Activity
Every line of the material has to be retyped exactly.

+++

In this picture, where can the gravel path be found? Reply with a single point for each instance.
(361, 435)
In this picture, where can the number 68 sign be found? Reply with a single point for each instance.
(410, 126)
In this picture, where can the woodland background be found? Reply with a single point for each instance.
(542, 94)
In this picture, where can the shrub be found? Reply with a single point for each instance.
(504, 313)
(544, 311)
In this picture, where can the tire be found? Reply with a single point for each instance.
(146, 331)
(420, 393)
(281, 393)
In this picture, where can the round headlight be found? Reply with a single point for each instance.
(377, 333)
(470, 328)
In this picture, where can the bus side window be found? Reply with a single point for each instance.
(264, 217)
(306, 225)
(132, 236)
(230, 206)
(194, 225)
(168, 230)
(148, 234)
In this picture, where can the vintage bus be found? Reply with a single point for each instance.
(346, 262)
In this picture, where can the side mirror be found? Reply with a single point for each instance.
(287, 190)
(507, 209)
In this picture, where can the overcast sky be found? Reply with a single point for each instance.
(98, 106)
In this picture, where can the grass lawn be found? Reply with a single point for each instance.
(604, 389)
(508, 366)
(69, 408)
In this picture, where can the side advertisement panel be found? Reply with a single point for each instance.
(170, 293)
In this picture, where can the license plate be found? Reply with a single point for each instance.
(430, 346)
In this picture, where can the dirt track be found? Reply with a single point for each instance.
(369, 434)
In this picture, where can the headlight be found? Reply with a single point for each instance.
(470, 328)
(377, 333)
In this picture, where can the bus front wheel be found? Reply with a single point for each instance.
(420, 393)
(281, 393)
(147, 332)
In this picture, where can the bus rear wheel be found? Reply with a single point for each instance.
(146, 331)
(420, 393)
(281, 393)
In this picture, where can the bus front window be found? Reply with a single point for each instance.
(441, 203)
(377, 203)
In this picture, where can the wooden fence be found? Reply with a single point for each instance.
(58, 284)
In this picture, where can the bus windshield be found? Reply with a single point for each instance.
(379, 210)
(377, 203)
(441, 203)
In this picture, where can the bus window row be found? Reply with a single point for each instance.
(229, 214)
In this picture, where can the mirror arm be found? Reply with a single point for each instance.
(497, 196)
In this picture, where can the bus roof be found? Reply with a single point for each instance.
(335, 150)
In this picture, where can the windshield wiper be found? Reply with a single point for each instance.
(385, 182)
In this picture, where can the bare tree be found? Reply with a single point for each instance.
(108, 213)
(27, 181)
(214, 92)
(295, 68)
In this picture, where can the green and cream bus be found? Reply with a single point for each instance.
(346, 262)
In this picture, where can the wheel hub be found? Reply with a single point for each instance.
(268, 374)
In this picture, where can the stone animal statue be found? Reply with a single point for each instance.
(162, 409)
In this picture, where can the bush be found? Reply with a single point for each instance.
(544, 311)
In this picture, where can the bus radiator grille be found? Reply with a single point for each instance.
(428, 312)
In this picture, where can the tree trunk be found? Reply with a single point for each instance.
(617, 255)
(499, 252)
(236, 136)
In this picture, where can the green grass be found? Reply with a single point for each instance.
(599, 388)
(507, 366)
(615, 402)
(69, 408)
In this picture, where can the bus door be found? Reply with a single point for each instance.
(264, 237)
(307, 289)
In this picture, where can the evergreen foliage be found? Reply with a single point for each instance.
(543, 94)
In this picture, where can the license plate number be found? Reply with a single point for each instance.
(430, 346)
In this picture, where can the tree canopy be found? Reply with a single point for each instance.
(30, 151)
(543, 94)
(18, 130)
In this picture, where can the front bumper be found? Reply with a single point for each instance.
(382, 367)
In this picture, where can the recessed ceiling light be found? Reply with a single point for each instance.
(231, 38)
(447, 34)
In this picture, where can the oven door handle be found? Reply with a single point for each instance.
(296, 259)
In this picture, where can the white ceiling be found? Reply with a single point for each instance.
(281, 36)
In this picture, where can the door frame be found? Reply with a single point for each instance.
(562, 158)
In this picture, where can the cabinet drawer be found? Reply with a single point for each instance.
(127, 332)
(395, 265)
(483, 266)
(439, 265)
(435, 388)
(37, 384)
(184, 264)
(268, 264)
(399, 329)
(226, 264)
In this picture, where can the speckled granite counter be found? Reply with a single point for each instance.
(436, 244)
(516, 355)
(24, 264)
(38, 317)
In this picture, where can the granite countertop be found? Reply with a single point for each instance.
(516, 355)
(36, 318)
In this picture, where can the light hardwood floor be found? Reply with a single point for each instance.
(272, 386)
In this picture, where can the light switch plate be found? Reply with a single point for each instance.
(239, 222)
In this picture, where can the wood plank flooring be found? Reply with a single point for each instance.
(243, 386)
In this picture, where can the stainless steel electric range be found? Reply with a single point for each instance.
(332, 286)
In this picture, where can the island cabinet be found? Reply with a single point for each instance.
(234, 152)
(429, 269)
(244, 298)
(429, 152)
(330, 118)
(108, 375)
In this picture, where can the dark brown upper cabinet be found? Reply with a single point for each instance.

+++

Output of the exercise
In this picture, where can the gravel path be found? Reply with a single point for each instance.
(361, 435)
In this picture, where can the number 68 sign be found? Reply with a single point for each instance.
(410, 126)
In this picture, where can the woodland background be found? Reply with a single point for each instance.
(542, 94)
In this picture, where can the shrub be found? Reply with a single point for each instance.
(504, 313)
(544, 311)
In this picture, where can the tire be found? Reply with a single point for each instance.
(146, 331)
(420, 393)
(281, 393)
In this picture, where can the round headlight be found? Reply with a single point for each instance.
(377, 333)
(470, 328)
In this picture, where can the bus side window be found? Reply with a single point for each instance.
(264, 217)
(306, 225)
(132, 236)
(230, 206)
(194, 225)
(168, 230)
(148, 234)
In this picture, where can the vintage bus be found? Reply with a single point for each instance.
(346, 262)
In this picture, where can the side mirror be found? Reply with a single point for each instance.
(287, 190)
(507, 209)
In this picture, where can the overcast sky be found? Reply with a single point for each instance.
(98, 106)
In this picture, where can the grass lawn be found? Reply with a single point for each instance.
(604, 389)
(508, 366)
(69, 408)
In this picture, where can the side advertisement panel be found? Reply with a single point for each instance.
(170, 293)
In this picture, where can the license plate be found? Reply with a single point for each instance.
(430, 346)
In this picture, where can the dirt track be found? Reply with a single point for each instance.
(369, 434)
In this picture, where can the headlight be found? Reply with a single point for each instance.
(470, 328)
(377, 333)
In this picture, where can the bus front wheel be found? Reply with a single point for each instance.
(420, 393)
(281, 393)
(147, 332)
In this picture, where can the bus rear wheel be found? Reply with a single point for each instance.
(146, 331)
(420, 393)
(281, 393)
In this picture, where can the bus front window be found? Reply with a single point for each instance.
(441, 203)
(377, 203)
In this picture, where can the wooden fence be found? Reply with a single point for each instance.
(58, 284)
In this picture, where can the bus windshield be found? Reply with a single point for each instance.
(379, 210)
(377, 203)
(441, 203)
In this picture, where can the bus window row be found? Reply with a single point for each instance.
(229, 214)
In this picture, where can the mirror arm be found? Reply with a single point for each instance.
(497, 196)
In this picture, where can the bus roof be found? Reply with a single point for each instance.
(335, 150)
In this picture, where can the windshield wiper be found? Reply with a single point for each instance.
(385, 182)
In this picture, where can the bare tree be found? Reply with a single point for each instance.
(108, 213)
(27, 181)
(214, 92)
(295, 68)
In this picture, where can the green and cream bus be found? Reply with a single point for each instance.
(346, 262)
In this picture, where can the wheel hub be found? Reply with a single point for each instance.
(268, 374)
In this picture, where can the stone animal statue be found? Reply with a single point for each instance.
(162, 409)
In this picture, where can the bush be found? Reply with a single point for each instance.
(544, 311)
In this picture, where can the bus radiator grille be found? Reply with a single point for each instance.
(428, 312)
In this picture, where can the tree trunk be found? Reply with a single point for each instance.
(617, 255)
(499, 252)
(236, 136)
In this picture, where can the green grass be found? Reply with a single point for each instance.
(599, 388)
(507, 366)
(615, 402)
(69, 408)
In this picture, where can the bus door be found? Reply with a single point for each instance.
(264, 237)
(307, 289)
In this picture, where can the evergreen foliage be found? Reply with a single point for each instance.
(543, 94)
In this picture, where can the license plate number be found? Reply with a single point for each instance.
(430, 346)
In this picture, where can the tree canopy be found? Reply with a single point for each instance.
(30, 151)
(543, 94)
(18, 130)
In this picture, where can the front bumper be found? Reply with a single point for each instance.
(382, 367)
In this picture, where can the recessed ceiling light be found? Reply with a single point for each instance.
(231, 38)
(447, 34)
In this picture, where can the oven door handle be found? Reply with a single point for each instance.
(296, 259)
In this picture, where can the white ceiling be found? Reply with a single point for each instance.
(281, 36)
In this picture, where can the door frame be found? Reply with a single point for each instance.
(562, 158)
In this picture, where can the cabinet drawer be found? Reply with a single point for each instance.
(127, 332)
(395, 265)
(483, 266)
(439, 265)
(435, 388)
(37, 384)
(184, 264)
(268, 264)
(399, 329)
(226, 264)
In this picture, where can the speckled granite counter be found? Reply with a single point for each instance.
(436, 244)
(516, 355)
(24, 264)
(38, 317)
In this picture, where can the granite countertop be found? Reply with a single point for each instance.
(516, 355)
(36, 318)
In this picture, where can the light hardwood floor be found? Reply with a single point for each instance.
(272, 386)
In this picture, where can the light switch plate be found? Reply with a single point for each instance.
(239, 222)
In this picture, where can the wood plank flooring be found? Reply with a single point for each instance.
(243, 386)
In this picture, where can the stainless steel electric range be found? Reply with a single point for each instance.
(332, 286)
In this picture, where can the island cabinet be found? Reply with a single point for each instance.
(234, 152)
(429, 269)
(244, 298)
(429, 152)
(330, 118)
(108, 375)
In this picture, where can the dark brown upper cabinet be found? Reply with a single point for each instance.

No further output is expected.